▶ [Required work] Render every one of the entries below as a numbered list, leaving out any blank lines.
-- start Exercise materials --
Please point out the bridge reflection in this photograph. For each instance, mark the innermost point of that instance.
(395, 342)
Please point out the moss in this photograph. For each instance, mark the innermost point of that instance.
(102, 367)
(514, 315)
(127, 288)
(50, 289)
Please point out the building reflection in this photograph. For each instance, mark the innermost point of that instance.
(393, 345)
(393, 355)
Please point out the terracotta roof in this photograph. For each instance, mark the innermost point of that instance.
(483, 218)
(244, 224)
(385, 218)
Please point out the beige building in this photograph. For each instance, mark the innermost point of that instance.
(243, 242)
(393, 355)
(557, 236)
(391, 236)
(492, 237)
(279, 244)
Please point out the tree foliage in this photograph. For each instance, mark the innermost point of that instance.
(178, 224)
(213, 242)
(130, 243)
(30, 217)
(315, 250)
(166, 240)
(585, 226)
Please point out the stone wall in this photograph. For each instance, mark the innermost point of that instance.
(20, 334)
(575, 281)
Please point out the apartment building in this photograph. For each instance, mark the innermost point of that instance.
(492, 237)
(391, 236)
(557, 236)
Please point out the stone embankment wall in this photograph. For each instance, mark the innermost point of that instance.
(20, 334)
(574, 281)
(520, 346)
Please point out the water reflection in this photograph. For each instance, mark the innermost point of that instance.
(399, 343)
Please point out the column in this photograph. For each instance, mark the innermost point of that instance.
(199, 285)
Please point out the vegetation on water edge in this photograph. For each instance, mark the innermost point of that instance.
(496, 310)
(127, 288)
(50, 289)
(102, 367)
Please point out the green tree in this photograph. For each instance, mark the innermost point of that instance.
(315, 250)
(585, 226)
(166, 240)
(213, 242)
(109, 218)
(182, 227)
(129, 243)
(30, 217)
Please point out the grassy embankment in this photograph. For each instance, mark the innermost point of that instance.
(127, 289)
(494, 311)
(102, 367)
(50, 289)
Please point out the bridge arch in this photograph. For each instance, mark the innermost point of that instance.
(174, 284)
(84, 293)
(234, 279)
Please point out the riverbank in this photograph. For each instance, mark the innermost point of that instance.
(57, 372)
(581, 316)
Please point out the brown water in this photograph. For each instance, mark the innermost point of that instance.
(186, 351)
-- end Exercise materials --
▶ [Exercise result]
1. Please point out the bridge reflection in this photograph. For each instance, mark the innermost point of that instance.
2. (395, 342)
3. Please point out the moss in this photograph. For each instance, mark the innermost point of that instance.
4. (102, 367)
5. (514, 315)
6. (127, 288)
7. (50, 289)
8. Please point out the building reflection in this photograph. For each instance, mark the innermost point of that instance.
9. (393, 345)
10. (393, 355)
11. Please point out the terracotta roof in this photograph. For each instance, mark the innermost point of that instance.
12. (483, 218)
13. (244, 224)
14. (385, 218)
15. Please point out the beige building in this photograph. For each instance, mark the innermost point of that instance.
16. (243, 242)
17. (393, 355)
18. (557, 236)
19. (391, 236)
20. (492, 237)
21. (279, 244)
22. Please point out the tree foliage in this photograph. For each instance, mark the innermost point of that instance.
23. (178, 224)
24. (213, 242)
25. (130, 243)
26. (30, 217)
27. (315, 250)
28. (166, 240)
29. (585, 226)
30. Please point out the stone wall in this photograph. For each instance, mark the innermost point of that instance.
31. (20, 334)
32. (575, 281)
33. Please point out the apartment building in this photograph. For each instance, mark the innermost point of that instance.
34. (492, 237)
35. (391, 236)
36. (557, 236)
37. Please point out the stone embankment wall in this photograph. For each instance, mark the innermost point of that instance.
38. (20, 334)
39. (574, 281)
40. (520, 346)
41. Please point out the water reflection in this photograph. For each instance, mark the innermost point of that instance.
42. (399, 343)
43. Please point out the column in this photograph. For each instance, mark the innermost point of that instance.
44. (199, 285)
45. Please point out the vegetation on water edge in this photograph. For each instance, mark the innermost point of that instance.
46. (496, 310)
47. (127, 288)
48. (50, 289)
49. (102, 367)
50. Please point out the green tree in this photograph. For each instance, mark the innermost point of that instance.
51. (315, 250)
52. (585, 226)
53. (166, 240)
54. (213, 242)
55. (109, 218)
56. (182, 227)
57. (129, 243)
58. (30, 217)
59. Please point out the grassy embankment in this photograph. For each instance, mark the innermost point of that instance.
60. (127, 289)
61. (494, 311)
62. (102, 367)
63. (50, 289)
64. Please point out the bridge arch in this photograph. For each instance, mark the innermost point of that instance.
65. (174, 284)
66. (84, 293)
67. (234, 279)
68. Please point out the riverbank in this photograph. For each instance, mark the innermost point of that instance.
69. (57, 372)
70. (581, 316)
71. Please point out the brown water in this photograph. For each instance, mark the innermost point of that instance.
72. (186, 351)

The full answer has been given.